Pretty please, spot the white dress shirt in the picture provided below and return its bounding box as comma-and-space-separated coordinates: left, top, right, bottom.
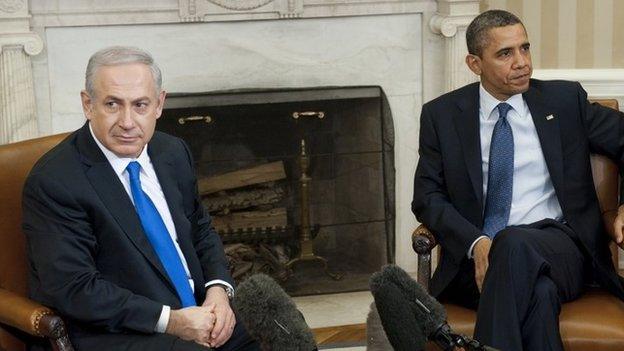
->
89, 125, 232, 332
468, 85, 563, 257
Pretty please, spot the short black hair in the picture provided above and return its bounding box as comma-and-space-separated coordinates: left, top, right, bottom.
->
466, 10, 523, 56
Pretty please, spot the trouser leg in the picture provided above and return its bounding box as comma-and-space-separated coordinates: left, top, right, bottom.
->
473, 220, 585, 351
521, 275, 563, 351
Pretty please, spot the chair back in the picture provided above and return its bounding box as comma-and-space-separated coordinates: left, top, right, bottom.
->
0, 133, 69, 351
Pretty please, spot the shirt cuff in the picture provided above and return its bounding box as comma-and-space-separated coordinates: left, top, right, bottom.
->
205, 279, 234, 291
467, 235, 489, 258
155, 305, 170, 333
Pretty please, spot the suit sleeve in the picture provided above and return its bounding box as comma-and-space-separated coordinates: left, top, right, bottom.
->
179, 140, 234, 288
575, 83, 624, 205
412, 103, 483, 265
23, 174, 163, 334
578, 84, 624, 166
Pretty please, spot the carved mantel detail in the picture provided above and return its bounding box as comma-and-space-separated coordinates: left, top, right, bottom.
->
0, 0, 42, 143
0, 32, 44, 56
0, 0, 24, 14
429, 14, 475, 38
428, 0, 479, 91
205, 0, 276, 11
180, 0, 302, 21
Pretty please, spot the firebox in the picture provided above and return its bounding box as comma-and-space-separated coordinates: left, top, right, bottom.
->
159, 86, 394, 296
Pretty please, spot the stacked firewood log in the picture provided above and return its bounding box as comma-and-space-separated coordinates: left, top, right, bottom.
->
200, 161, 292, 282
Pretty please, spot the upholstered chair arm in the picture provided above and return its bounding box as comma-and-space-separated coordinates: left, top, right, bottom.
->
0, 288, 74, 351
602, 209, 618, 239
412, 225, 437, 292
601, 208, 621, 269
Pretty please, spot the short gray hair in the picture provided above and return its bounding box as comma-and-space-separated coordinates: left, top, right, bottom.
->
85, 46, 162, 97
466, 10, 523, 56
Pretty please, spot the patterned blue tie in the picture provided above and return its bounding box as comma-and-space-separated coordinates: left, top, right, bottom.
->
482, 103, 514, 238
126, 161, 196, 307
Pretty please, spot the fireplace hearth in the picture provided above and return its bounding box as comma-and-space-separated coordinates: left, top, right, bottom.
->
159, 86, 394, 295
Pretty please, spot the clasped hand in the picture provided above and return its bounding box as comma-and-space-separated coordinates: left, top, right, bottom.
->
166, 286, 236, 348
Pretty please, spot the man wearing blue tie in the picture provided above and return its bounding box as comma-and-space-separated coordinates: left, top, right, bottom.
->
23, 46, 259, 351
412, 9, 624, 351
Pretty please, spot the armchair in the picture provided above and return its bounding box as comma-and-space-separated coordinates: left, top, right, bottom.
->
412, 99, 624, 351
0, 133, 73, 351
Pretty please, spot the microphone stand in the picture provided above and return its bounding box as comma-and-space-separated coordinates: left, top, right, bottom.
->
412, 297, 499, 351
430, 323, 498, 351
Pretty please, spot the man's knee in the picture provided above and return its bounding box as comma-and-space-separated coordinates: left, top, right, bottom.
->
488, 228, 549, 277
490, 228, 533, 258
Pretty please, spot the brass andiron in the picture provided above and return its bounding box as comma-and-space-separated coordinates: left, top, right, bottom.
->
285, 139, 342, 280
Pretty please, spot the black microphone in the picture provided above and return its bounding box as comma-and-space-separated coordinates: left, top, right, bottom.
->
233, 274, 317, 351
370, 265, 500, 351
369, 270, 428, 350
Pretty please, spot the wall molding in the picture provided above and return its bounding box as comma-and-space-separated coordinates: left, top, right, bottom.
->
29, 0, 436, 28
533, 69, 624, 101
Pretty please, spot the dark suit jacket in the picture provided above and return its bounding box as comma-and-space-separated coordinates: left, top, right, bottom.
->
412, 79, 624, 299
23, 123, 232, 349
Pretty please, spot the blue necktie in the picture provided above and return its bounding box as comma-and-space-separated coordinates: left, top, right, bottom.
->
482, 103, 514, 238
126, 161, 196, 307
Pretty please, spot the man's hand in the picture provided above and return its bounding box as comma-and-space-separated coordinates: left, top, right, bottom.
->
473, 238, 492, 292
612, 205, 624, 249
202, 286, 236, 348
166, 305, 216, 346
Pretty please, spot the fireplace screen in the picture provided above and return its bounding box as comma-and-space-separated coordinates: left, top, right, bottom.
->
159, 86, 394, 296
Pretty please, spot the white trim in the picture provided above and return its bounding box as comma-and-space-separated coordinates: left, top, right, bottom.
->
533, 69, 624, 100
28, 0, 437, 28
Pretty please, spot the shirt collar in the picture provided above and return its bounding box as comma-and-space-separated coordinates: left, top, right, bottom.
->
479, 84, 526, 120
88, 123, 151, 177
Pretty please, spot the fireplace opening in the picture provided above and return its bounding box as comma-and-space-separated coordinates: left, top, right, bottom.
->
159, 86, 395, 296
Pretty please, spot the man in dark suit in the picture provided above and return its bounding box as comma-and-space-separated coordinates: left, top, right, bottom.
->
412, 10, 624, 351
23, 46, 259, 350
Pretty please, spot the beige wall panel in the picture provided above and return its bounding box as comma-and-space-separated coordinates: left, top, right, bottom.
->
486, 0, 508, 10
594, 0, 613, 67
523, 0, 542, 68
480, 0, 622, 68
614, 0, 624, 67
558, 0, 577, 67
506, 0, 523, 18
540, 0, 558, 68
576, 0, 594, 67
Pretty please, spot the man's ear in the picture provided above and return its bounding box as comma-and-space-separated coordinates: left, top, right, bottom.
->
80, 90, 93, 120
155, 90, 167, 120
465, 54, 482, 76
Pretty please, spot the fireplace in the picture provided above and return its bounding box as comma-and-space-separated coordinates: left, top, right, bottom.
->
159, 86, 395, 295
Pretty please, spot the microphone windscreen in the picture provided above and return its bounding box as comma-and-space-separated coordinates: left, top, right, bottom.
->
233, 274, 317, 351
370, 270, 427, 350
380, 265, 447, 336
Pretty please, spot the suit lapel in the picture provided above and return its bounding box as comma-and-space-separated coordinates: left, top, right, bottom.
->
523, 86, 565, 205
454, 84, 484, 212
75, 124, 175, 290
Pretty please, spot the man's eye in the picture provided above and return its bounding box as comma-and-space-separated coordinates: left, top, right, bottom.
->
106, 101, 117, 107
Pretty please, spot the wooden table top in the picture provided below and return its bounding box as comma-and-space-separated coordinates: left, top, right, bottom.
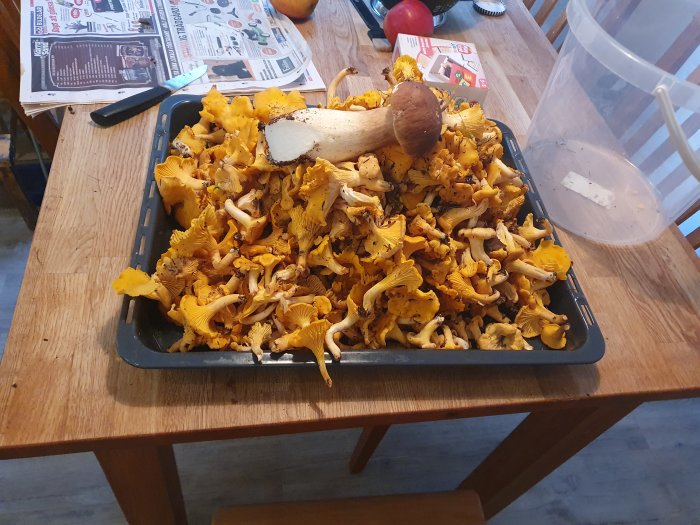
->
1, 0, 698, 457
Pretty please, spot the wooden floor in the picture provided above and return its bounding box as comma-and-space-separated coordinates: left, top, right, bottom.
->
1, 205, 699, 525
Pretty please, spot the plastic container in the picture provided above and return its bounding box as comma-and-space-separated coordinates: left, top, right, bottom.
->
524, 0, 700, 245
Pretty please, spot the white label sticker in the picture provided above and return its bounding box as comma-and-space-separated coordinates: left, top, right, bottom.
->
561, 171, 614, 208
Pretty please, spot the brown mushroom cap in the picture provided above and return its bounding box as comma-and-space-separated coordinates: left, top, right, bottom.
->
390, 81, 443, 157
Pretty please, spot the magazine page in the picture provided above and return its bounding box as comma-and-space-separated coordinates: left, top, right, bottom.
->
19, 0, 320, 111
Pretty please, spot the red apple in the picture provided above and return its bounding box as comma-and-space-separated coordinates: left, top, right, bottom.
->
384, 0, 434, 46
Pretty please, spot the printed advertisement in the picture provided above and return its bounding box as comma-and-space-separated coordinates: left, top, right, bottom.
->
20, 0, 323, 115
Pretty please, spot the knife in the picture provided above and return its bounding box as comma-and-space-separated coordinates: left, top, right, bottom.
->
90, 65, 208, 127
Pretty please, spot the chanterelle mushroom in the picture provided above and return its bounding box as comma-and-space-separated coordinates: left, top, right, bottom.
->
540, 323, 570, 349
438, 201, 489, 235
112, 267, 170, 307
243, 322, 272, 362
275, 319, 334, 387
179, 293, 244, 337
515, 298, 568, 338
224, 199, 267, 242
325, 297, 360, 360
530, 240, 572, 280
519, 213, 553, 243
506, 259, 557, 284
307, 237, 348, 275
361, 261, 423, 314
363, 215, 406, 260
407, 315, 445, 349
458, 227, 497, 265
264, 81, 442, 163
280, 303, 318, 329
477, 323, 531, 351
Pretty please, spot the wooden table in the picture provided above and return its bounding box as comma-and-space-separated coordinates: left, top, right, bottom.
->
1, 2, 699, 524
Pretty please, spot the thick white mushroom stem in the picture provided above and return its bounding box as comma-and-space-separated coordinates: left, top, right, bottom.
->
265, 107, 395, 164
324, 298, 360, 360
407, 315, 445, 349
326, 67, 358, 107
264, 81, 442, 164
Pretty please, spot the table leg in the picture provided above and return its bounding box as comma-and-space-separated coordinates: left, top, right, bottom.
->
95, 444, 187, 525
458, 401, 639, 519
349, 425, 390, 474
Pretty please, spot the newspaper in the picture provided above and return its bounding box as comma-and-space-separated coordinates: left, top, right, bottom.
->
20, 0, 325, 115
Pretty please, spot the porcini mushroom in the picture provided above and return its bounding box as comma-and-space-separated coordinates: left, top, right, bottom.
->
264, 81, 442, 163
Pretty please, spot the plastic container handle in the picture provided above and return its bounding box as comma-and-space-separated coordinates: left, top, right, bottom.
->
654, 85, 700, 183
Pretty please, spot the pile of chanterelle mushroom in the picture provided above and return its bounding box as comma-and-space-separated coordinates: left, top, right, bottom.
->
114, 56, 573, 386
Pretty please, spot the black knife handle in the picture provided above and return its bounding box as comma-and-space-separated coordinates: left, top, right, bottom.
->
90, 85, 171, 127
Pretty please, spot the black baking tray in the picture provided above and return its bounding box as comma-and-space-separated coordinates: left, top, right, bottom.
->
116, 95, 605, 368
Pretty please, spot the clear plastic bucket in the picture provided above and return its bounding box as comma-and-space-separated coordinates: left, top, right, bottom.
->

--

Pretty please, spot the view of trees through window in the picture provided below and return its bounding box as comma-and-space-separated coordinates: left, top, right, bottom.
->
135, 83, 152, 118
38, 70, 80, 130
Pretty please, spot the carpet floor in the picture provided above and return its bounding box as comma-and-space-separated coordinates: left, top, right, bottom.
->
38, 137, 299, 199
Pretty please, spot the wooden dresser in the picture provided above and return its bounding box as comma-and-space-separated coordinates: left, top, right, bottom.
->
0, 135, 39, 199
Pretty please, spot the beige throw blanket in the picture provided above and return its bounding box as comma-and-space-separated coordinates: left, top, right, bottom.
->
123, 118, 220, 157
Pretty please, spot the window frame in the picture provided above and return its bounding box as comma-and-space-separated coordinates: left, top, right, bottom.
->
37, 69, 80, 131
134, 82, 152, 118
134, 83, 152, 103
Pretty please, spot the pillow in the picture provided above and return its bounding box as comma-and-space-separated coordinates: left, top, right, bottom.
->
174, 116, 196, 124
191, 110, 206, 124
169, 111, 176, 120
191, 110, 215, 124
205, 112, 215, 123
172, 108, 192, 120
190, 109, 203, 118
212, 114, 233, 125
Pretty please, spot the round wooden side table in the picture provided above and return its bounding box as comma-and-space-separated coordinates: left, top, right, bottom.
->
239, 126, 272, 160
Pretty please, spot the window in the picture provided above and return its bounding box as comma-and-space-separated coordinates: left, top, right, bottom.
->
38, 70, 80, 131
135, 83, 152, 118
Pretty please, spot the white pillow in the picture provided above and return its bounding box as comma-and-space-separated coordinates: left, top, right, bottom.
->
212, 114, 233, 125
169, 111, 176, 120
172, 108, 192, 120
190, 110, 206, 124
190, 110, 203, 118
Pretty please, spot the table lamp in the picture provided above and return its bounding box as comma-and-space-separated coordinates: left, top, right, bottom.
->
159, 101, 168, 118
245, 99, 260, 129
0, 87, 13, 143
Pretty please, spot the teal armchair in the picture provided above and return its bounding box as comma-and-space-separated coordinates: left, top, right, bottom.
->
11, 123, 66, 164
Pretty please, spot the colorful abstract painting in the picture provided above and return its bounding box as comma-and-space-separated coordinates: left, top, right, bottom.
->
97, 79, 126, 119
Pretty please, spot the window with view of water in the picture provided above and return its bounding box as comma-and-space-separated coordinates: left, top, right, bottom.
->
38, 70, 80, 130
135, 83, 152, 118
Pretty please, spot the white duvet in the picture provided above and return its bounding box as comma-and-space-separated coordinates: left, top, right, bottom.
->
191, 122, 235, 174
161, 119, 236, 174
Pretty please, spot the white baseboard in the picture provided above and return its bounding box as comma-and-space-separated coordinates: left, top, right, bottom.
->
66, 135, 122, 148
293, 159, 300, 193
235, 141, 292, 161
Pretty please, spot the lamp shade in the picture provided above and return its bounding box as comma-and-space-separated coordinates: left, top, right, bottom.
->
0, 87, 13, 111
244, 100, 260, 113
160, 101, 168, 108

Work to be completed: The word "wall" may appear in several lines of the data; copy every line where it does.

Answer to this exercise:
Pretty please, spot the wall molding in the picture provided above and return its bounding box as comma-and-space-separated coordinates: left, top, right, bottom.
Pretty please, spot the beige wall panel in the picture provided above and return its bounding box as comma-and-space-separated coordinates: left, top, right, bottom.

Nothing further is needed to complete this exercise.